Resume the piece below about Gannet Fishmongers' online store during lockdown, writing on from its last sentence.

--- EXCERPT ---

Foodies Fight Back with Lucinda

Wednesday 08 July 2020

The Fish Box
Following the shutdown of the hospitality industry and markets, Stefan Griesbach, of Galway's Gannet Fishmongers wasted no time swinging into action with his fledgling online portal. "It went from a cottage industry project in development to becoming a monster," he says.

"Setting up an online store sounded easy - buy a website, populate it with products, sell and make money. With everyone in lockdown, cooking good food became a comfort. Panic bulk-buying orders poured in uncontrollably."

Stefan had to cap the number of orders they could handle, restrict selection, splitting the team into shifts to allow extra working space and was only able to leave the online store open for short spells. "Too much business brings its own problems. We struggled to maintain service to our pre-existing online customers and regular shoppers in Galway.

--- SUPPLIED MATERIAL ---

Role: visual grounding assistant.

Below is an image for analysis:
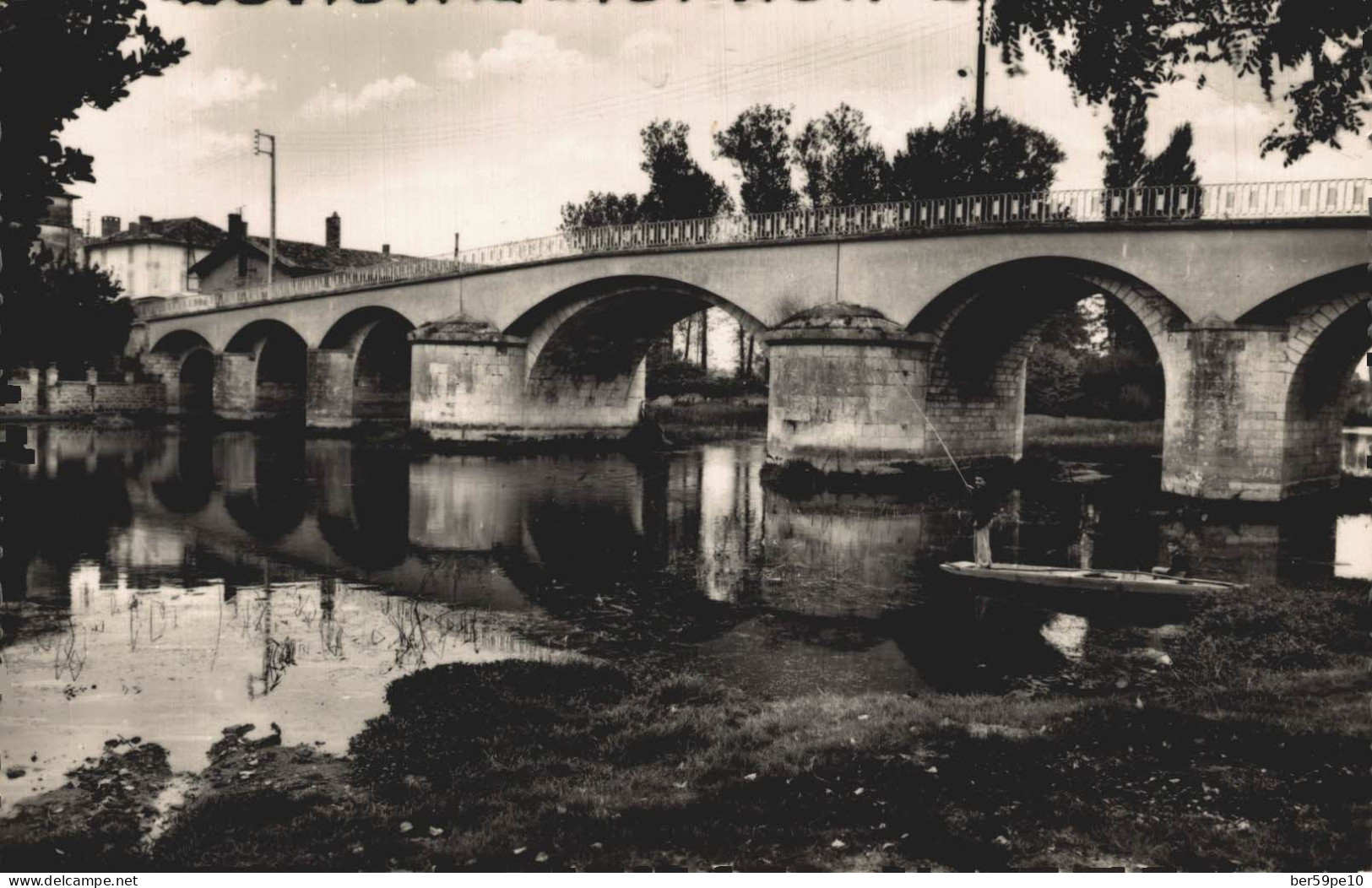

---

> RESPONSE BOX:
"The lack of export market for some species may have forced some boats to stop working. Not so much the big ones catching fish and prawns, but more an issue for seafood such as scallops and lobsters. We've been working with the same guys for years in Ballycotton, Ciaran, our scallop fisherman in Clew Bay, and PJ our lobster guy in Lettermore. We reopened our shop and markets a month ago. We're still very busy online but a welcome reduction in the volume of orders means we're able to open our online store 24/7."

The Producer
Making good use of his downtime, Thomas Clarke, of The Fig Tree restaurant on Kilkenny's High Street, became a food producer, launching two dressings into five SuperValu branches in Kilkenny city and county only four weeks ago. He and wife Helen set up The Fig Tree in September 2011 in the middle of a recession. "Covid-19 has had a devastating effect on our business," he said. "It took us four years to establish the business and now we feel we're restarting in very difficult times.

"We provide home baking, chutneys and jams, along with a casual dining experience, seven days week, employing 10 people. Kilkenny is a beautiful medieval city. We have a fantastic local customer base, but we need tourists to sustain our business."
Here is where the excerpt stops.